- Stated goal 1 -
In the Birdman film review, replace "masterpiece" with "triumph" and give the passage from "Michael Keaton as" to "awfully long time.".
- Stated goal 2 -
Report the number of lines in the records that contain the string "dark". Give only the number.

- Supplied passage -
====

A film review by Craig J. Koban November 21, 2014

 Rank: #2


2014, R, 120 mins.


Michael Keaton as Riggan Thomson  /  Emma Stone as Sam  /  Zach Galifianakis as Jake  / Edward Norton as Mike  /  Naomi Watts as Leslie /  Andrea Riseborough as Laura

Directed by Alejandro González Ińárritu  /  Written by Alexander Dinelaris, Alejandro González Ińárritu, Armando Bo and Nicolás Giacobone

BIRDMAN OR (THE UNEXPECTED VIRTUE OF IGNORANCE) is a masterpiece of directorial choreography.  It just might be one of the most audaciously envisioned and executed films that I’ve seen in an awfully long time.  

Not only is it a bravura showpiece of remarkable filmmaking ingenuity (more on that later), but BIRDMAN also is a deeply intimate and insular look the daily grind of the New York theater scene and the intense pressures involved with putting on a production.  Moreover, the film is a droll and pointed satire of our time, especially aiming its crosshairs on needy and egomaniacal Broadway players as well as how former movie stars that drove multi-million dollar studio franchises hit rock bottom and try to pathetically eek out an existence in more artistically rewarding waters.  There’s a lot going on in BIRDMAN, but it all gels together with an exhilarating fluidity that makes for one dynamic filmgoing experience.

====

- Data listing -
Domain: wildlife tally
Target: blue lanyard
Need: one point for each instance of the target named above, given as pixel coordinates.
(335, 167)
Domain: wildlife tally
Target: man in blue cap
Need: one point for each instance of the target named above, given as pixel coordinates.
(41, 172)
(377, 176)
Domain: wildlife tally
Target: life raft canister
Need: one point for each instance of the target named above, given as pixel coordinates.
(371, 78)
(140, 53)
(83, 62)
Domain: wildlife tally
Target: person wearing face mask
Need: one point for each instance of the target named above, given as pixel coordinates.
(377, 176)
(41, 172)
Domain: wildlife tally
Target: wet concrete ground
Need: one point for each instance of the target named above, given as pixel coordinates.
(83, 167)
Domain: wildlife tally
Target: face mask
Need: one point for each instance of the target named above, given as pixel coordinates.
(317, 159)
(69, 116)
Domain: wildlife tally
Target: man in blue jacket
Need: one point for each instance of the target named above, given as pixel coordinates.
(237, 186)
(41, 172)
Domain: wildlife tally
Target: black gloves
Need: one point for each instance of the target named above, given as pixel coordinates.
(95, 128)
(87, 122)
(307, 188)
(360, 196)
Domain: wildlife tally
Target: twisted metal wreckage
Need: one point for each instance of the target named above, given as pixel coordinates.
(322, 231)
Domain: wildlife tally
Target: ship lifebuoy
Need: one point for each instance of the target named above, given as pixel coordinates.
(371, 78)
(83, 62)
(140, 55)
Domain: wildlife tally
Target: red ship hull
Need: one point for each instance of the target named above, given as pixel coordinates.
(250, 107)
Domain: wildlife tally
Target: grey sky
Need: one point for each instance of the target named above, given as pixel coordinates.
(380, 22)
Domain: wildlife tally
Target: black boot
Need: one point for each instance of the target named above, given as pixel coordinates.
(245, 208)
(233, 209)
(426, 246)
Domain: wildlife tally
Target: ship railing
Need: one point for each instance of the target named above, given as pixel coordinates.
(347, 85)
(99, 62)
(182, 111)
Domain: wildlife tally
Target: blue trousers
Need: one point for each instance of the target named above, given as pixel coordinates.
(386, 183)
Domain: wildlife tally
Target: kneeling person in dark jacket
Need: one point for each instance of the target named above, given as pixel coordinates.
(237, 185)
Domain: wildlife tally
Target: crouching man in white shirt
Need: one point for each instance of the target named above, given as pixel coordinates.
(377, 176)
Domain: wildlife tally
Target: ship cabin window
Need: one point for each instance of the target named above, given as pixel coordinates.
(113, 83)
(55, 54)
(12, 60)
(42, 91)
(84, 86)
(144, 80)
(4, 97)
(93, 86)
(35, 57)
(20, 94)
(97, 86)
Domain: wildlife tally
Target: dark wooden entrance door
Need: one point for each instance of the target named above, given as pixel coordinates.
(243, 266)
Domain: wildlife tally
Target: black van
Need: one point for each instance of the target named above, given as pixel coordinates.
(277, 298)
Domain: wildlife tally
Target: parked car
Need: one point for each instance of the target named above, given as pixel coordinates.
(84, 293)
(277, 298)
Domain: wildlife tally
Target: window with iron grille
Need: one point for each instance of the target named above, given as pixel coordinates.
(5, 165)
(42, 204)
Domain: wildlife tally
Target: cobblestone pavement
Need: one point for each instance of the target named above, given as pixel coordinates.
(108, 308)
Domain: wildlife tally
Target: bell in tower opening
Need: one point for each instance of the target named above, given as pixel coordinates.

====

- Response 1 -
Michael Keaton as Riggan Thomson  /  Emma Stone as Sam  /  Zach Galifianakis as Jake  / Edward Norton as Mike  /  Naomi Watts as Leslie /  Andrea Riseborough as Laura

Directed by Alejandro González Ińárritu  /  Written by Alexander Dinelaris, Alejandro González Ińárritu, Armando Bo and Nicolás Giacobone

BIRDMAN OR (THE UNEXPECTED VIRTUE OF IGNORANCE) is a triumph of directorial choreography.  It just might be one of the most audaciously envisioned and executed films that I’ve seen in an awfully long time.

- Response 2 -
2